Give the lines from the one containing "of the baby" through the final line of the entries below as a JSON list of strings, one string per line, with blank lines omitted.

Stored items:
===============
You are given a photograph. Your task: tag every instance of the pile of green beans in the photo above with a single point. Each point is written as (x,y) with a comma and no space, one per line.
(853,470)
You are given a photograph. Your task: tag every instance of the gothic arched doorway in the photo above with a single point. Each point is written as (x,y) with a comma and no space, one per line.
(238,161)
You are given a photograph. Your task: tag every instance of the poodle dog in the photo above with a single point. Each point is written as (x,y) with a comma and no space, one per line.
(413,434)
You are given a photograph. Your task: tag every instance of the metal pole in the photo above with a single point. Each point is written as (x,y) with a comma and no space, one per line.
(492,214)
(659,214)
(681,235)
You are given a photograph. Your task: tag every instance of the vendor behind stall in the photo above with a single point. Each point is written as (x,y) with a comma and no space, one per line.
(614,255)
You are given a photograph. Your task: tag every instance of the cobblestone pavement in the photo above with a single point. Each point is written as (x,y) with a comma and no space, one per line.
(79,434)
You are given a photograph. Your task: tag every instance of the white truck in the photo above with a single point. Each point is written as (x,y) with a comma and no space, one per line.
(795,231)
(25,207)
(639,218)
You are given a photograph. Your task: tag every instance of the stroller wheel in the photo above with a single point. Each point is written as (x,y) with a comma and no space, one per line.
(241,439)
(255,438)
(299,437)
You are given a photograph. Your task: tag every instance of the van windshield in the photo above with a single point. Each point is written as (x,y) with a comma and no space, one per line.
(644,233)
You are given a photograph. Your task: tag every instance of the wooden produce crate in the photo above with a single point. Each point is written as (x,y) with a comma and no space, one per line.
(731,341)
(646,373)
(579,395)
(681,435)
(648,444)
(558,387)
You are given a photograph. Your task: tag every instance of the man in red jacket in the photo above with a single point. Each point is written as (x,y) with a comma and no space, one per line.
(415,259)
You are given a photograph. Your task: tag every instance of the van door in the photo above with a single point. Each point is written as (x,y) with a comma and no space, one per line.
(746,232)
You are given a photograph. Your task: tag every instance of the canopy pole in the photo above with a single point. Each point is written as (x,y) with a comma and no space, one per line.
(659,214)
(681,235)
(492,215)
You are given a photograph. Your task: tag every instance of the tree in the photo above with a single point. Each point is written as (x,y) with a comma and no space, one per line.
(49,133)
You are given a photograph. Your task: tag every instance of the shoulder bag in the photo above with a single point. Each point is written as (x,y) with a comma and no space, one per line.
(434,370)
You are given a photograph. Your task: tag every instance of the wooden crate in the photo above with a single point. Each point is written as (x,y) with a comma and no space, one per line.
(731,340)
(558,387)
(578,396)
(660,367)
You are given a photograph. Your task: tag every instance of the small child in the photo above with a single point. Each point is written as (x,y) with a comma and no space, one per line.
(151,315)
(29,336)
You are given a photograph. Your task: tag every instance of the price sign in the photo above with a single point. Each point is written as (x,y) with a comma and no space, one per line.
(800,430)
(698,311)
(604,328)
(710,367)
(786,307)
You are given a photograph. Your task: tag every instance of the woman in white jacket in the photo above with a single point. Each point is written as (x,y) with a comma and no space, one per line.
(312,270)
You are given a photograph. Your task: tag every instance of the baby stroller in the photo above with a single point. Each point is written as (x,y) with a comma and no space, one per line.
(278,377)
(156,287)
===============
Result for this exercise:
[
  "You are given a photograph. Your task: tag every instance of the baby stroller in the photo above with a single point. Each point is written as (x,y) with a comma and no space, one per line.",
  "(278,377)",
  "(156,287)"
]